*** EXTRACT ***

December 2020

Islamic traditions record at length the persecution and ill-treatment which Muhammad and his followers suffered at the hands of his opponents. These descriptions are undoubtedly much exaggerated, for their object was to glorify the self-sacrifice of the Muslims and put the old patrician families of Mecca in an unfavourable light. However, it is equally certain there is some foundation in these stories.

In his treatment of his opponents there is cause for alarm. The record of the incidents were Muhammad was involved in the murder of his opponents, when in Medina, involved deceit and usually took place at night. On each occasion the assassins did everything they could to keep their identity hidden and their actions concealed. Muslim writers often argue that Muhammad’s actions were typical of those practised by most military leaders in wartime. This leads however, to a key question. Is the Prophet of Islam to be judged (and acquitted) purely by the standards of his own time or, having boldly claimed to be the greatest of all divinely commissioned men throughout all human history, is he to be assessed by the absolute standards set forth by the human figure of Jesus Christ who preceded him?

Opponents in Mecca

Abu Lahab – Uncle of Muhammad “father of the flame” – man of Hell

He was an uncle of Muhammad and his real pagan name was ‘Abd al-Uzza. He along with his wife, was violently opposed to Islam and they did everything in their power to oppose its progress so much so that Muhammad surnamed Abd al-Uzza, Abu Lahab “father of the flame” – man of Hell. His wife was the sister of Abu Sufyan who was the most prominent of Muhammad’s opponents in Mecca up to 8A.H.

Abu Lahab is depicted as a wealthy, large corpulent man who quickly became angry. His son, ‘Utba, had married one of Muhammad’s daughters before Islam was preached, but when Muhammad announced that he was a prophet, he divorced her and according to some was said to have embraced Christianity.

*** INFORMATION GIVEN ***

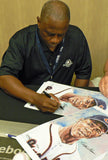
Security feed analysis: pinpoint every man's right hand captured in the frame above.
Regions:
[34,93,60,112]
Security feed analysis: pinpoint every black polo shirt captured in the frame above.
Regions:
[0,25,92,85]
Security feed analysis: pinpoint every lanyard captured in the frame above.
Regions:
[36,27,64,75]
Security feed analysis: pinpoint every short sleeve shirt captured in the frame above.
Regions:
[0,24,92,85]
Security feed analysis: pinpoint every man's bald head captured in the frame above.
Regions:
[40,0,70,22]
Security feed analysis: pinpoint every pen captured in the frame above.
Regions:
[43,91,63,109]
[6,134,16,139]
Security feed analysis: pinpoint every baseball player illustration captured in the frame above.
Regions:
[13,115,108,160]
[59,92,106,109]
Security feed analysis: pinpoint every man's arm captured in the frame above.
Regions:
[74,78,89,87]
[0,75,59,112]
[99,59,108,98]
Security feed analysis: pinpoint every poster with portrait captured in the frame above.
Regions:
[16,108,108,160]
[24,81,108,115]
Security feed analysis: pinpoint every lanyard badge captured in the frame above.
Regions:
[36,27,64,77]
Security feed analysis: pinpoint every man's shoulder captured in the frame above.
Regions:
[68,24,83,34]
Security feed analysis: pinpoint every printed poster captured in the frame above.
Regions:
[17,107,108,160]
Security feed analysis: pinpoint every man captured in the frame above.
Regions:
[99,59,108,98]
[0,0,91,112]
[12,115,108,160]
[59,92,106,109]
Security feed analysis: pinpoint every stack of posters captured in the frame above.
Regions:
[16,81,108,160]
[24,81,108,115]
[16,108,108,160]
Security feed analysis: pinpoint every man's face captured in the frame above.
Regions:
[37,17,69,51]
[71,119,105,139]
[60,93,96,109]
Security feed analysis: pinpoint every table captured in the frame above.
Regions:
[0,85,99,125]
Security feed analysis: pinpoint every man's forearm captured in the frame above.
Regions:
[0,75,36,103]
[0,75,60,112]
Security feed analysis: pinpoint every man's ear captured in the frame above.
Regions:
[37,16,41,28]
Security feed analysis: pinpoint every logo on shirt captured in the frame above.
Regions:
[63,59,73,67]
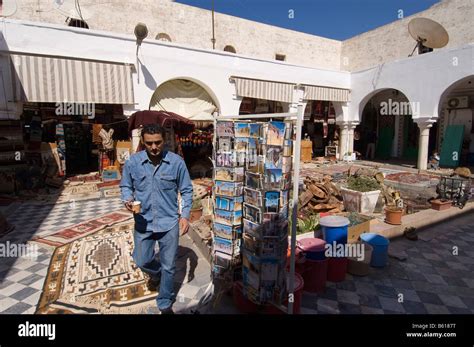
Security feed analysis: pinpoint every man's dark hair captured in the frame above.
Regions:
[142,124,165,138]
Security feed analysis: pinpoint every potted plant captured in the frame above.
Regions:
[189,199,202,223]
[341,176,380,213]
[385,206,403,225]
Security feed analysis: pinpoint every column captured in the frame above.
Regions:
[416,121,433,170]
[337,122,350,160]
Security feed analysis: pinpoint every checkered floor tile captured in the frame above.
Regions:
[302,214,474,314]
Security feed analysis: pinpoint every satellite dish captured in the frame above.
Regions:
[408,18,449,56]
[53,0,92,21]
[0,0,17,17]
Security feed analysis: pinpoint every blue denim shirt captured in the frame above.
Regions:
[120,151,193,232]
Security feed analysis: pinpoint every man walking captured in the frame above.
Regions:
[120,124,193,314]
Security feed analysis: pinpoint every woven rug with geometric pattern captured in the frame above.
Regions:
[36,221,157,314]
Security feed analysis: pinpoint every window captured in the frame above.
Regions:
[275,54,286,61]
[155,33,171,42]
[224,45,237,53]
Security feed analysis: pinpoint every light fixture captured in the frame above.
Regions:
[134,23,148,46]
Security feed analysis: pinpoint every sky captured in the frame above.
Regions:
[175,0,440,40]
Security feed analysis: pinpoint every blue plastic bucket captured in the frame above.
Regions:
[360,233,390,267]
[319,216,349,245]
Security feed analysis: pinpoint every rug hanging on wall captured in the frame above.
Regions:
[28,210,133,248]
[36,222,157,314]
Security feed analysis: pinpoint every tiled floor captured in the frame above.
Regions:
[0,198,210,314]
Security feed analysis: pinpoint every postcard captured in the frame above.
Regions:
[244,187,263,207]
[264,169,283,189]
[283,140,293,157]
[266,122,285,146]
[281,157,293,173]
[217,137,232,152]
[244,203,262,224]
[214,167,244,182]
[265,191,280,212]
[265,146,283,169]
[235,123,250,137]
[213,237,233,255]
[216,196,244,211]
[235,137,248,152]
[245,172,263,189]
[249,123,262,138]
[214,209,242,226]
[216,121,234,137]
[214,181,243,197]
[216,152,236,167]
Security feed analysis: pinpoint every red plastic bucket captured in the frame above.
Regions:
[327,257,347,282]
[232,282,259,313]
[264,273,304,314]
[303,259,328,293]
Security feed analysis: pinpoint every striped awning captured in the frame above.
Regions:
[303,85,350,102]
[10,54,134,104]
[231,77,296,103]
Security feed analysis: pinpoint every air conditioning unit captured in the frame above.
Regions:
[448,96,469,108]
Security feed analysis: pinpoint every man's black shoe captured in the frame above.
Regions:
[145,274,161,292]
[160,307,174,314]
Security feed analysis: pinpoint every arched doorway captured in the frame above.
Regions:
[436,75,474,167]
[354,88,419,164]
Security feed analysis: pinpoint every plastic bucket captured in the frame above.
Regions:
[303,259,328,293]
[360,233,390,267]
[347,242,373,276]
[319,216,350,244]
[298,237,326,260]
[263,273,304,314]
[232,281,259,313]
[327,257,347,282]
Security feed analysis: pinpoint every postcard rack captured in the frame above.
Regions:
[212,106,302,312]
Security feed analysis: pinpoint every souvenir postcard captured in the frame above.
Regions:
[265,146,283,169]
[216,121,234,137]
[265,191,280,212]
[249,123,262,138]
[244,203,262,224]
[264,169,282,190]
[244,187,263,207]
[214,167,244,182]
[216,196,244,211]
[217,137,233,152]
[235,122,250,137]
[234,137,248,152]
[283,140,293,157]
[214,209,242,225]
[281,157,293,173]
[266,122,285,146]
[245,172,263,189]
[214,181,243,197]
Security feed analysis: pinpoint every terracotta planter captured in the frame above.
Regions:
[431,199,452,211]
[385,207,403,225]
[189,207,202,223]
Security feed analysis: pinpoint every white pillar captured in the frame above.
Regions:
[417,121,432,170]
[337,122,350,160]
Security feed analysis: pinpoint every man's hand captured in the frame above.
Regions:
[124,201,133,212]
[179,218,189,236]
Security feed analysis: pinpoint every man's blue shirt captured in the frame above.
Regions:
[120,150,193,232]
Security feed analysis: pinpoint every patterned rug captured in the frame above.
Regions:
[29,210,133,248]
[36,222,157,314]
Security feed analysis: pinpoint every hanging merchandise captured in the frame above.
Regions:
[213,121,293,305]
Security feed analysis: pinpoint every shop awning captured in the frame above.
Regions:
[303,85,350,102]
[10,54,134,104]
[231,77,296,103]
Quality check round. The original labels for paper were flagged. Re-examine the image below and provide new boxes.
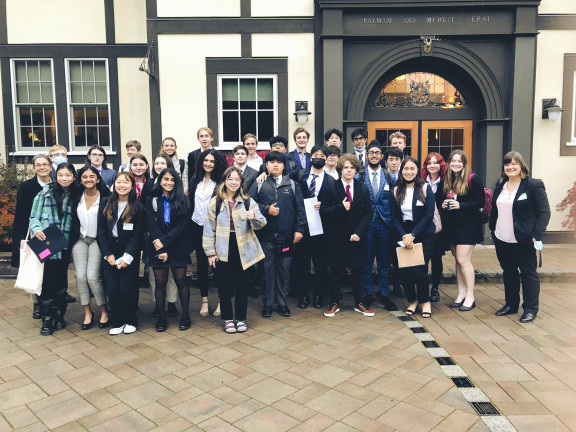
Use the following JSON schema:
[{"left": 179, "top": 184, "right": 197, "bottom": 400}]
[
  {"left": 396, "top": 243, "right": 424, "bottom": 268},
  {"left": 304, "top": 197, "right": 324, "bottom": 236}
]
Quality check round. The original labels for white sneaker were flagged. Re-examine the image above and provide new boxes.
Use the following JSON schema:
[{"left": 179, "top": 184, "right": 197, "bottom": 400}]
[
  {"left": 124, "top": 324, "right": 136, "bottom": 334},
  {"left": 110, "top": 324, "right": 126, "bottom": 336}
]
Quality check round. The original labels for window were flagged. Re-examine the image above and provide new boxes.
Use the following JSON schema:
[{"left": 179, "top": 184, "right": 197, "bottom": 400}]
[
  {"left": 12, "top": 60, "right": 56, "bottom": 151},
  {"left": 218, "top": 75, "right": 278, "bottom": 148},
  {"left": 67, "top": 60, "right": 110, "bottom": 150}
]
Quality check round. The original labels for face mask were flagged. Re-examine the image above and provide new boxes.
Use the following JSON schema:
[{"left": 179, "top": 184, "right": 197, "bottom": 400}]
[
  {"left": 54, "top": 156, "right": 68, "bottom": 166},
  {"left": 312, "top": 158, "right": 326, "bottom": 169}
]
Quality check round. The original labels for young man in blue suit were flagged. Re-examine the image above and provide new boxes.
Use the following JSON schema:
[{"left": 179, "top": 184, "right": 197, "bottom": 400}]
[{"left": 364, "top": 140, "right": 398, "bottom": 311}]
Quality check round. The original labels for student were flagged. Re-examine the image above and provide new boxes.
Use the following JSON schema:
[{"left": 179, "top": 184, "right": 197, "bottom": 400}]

***
*** INFORMATION GIVEN ***

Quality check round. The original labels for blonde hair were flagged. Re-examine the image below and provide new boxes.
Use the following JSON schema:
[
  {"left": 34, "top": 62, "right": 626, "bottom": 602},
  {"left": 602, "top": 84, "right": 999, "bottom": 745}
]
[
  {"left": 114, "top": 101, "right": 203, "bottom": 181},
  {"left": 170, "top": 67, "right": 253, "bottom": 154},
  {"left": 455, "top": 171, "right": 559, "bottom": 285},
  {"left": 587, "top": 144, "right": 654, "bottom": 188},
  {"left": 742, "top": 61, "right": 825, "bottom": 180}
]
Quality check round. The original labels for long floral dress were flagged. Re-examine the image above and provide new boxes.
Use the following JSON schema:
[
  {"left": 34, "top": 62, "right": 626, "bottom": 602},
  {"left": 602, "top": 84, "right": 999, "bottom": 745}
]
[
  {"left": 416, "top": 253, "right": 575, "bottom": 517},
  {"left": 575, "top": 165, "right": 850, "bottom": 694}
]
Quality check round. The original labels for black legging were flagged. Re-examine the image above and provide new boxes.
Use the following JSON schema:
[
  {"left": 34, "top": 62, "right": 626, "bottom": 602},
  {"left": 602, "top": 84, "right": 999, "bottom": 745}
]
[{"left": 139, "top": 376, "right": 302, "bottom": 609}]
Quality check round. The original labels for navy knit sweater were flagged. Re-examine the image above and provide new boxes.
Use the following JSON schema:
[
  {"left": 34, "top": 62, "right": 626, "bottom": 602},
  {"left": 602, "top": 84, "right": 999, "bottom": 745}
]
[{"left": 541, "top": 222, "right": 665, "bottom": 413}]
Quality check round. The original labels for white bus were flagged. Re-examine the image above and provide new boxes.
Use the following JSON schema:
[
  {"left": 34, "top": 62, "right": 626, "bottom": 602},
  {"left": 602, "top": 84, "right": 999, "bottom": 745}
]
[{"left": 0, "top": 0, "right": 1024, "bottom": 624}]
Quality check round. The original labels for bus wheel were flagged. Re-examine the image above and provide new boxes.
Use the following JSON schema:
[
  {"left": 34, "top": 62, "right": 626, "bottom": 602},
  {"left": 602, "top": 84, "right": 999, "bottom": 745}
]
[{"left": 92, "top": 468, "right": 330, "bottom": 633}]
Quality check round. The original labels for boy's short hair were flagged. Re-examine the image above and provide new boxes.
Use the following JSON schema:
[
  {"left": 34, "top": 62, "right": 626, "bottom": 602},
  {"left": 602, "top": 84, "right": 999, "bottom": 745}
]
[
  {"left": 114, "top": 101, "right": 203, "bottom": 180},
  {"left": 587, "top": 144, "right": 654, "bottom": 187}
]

***
*** INFORMATION GIVEN ***

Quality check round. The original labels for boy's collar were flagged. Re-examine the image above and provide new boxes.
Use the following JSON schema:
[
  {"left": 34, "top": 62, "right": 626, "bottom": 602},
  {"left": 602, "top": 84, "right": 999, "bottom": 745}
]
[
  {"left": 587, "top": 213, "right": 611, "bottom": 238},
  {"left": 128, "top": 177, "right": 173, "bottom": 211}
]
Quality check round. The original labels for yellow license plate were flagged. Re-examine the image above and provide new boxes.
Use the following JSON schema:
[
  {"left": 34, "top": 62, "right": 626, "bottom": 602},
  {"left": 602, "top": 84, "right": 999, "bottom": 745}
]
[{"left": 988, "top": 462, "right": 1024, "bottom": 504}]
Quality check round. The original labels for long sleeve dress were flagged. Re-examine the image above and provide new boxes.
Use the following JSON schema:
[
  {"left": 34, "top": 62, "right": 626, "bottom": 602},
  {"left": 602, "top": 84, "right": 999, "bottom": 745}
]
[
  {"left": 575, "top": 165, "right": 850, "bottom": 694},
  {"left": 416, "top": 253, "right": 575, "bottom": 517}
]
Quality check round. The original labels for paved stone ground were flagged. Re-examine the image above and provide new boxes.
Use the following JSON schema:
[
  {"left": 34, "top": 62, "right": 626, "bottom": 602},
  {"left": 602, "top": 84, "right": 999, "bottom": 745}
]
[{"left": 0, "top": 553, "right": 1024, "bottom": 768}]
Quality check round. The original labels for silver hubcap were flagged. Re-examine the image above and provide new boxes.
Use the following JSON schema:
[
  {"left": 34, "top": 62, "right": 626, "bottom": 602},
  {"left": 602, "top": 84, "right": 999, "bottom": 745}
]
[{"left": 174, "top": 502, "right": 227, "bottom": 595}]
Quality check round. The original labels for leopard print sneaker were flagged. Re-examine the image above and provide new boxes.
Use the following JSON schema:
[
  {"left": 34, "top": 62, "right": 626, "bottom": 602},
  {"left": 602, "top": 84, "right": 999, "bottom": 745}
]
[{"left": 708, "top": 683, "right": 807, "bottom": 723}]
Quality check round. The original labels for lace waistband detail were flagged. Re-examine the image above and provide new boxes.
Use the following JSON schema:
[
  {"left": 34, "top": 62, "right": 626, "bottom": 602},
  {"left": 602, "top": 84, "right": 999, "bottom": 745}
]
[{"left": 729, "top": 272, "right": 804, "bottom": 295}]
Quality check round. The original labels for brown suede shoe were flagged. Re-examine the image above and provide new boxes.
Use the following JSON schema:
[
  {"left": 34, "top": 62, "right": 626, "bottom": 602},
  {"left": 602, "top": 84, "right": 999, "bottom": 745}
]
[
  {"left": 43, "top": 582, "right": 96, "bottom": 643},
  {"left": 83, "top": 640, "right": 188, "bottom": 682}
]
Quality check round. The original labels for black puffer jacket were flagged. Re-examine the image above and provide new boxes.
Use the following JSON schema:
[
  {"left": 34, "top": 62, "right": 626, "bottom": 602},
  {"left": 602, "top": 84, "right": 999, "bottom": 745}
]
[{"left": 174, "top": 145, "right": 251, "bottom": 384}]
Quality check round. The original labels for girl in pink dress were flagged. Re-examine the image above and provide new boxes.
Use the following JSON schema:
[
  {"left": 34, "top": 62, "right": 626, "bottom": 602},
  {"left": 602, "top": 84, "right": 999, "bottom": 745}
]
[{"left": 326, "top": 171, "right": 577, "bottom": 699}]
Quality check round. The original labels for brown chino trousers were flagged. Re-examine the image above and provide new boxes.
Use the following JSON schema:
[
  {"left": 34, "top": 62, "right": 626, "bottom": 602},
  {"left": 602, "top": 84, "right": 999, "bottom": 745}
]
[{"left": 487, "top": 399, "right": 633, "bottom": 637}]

***

→ WHAT IS ASKED
(a) In the text on Muhammad's opponents in Mecca, what was Abu Lahab's real pagan name?
(b) Continue the text on Muhammad's opponents in Mecca from its final sentence.

→ RESULTS BY TASK
(a) ‘Abd al-Uzza

(b)
The background to this incident which is related in the Quran is as follows: “Muhammad called the Qurraish chiefs together for a meeting on the hill Safa. Here, he addressed his relatives in the following way, ‘If I announced to you an approaching enemy would you not believe me? ‘Yes’, they answered. ’Well’, he said, I caution you against a great punishment!’ At this, Abu Lahab approached Muhammad and said ’Mayest thou perish! Hast thou called us together for this?’ Then came the heavenly response: “Perish the hands of the Father of Flame! Perish he! No profit to him from all his wealth, and all his gains! Burnt soon will he be in a Fire of Blazing Flame!” (Al Masadd 111: 1-3)

Tradition relates that Abu Lahab was prevented from going to the battlefield at Badr and when he heard of the defeat he fell into such a rage that he behaved violently towards the news-bearer. According to Ibn Hisham, seven days later he died of smallpox. His sons were said to have feared to touch the corpse so it was left to putrefy but was eventually buried in an undignified way.

Abu Lahab and Zaid are the only relatives or friends mentioned in the Quran.

The wife of Abu Lahab

Abu Lahab’s wife was called Umm Jamil the daughter of Harb and the sister of Abu Sufyan. In her opposition to Muhammad Al-Beidawi and Jallalo’ddin state that she carried a bundle of thorns and brambles and threw them by night in the prophet’s way. For this, her punishment was that she must carry wood for fuel in hell: “His wife shall carry the (crackling) wood as fuel! A twisted rope of palm-leaf fibre round her (own) neck!” (Al Masadd 111: 3-5)

Abu Sufyan

Abu Sufyan was a rich and respected merchant who repeatedly led the great Meccan caravans but was hostile to Muhammad. He had been personally affected by the influence of Muhammad as his own daughter Umm Habiba had married a follower of Muhammad and emigrated with him when they escaped for safety to Abyssinia. His oldest son Hanzala was killed at the battle of Badr (622) while another son ‘Amr was taken prisoner but was later exchanged with a Muslim prisoner. Following the battle of Badr and the death of a number of Qurraish leaders Abu Sufyan took complete command of the Meccans and defeated Muhammad at the battle of Uhud (625). He failed to take real advantage of his position and according to Ibn Hisham it is related that Muhammad sent assassins from Medina to Mecca to kill him.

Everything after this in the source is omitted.